**Description of the task:** In the listing below, substitute "locate" for "point out" in the lines starting with the one containing "glove, giving x and y for each instance?" and continuing through the one containing "shirt, giving x and y for each instance?". Write out those lines only, leaving everything else in them unchanged.

**Record extracts:**
▼

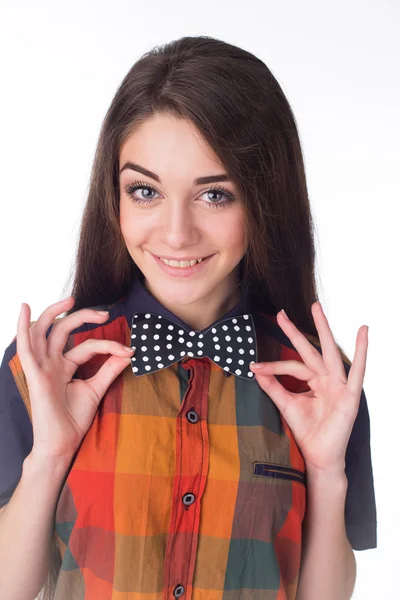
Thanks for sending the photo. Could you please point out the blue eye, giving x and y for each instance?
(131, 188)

▲
▼

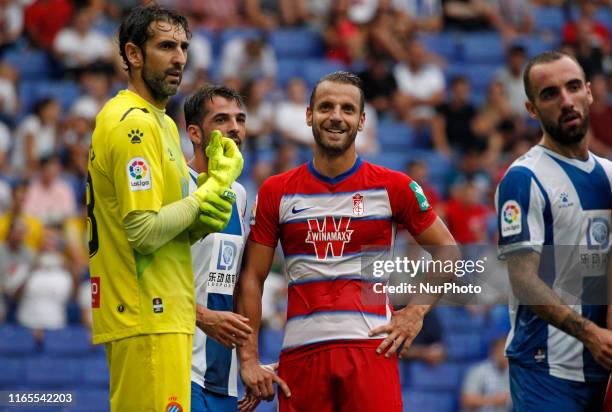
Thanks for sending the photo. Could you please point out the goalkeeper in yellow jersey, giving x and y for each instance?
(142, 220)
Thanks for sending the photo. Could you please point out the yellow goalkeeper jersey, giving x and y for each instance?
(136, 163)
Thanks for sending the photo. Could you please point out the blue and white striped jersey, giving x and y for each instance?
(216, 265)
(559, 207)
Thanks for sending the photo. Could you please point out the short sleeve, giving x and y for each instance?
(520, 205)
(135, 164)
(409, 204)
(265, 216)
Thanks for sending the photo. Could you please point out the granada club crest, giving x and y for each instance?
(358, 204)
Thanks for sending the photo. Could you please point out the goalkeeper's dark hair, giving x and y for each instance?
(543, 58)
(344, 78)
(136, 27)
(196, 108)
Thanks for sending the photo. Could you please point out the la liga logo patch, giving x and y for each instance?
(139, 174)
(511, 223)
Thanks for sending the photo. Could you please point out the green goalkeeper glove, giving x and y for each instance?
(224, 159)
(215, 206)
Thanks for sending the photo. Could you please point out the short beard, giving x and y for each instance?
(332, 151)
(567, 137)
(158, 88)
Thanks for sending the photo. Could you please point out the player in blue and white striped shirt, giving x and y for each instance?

▲

**Answer for the task:**
Thanks for sending the photo. Could you please locate the green goalkeeper glove, giving x and y for each instance?
(224, 159)
(215, 206)
Thanks for sending the photo. Could you please locate the short beard, giving x and y for each instance?
(332, 151)
(567, 137)
(158, 88)
Thanks for sending the photo. Could you please locate the player in blue and white striped shirt, giving x and y for each instance?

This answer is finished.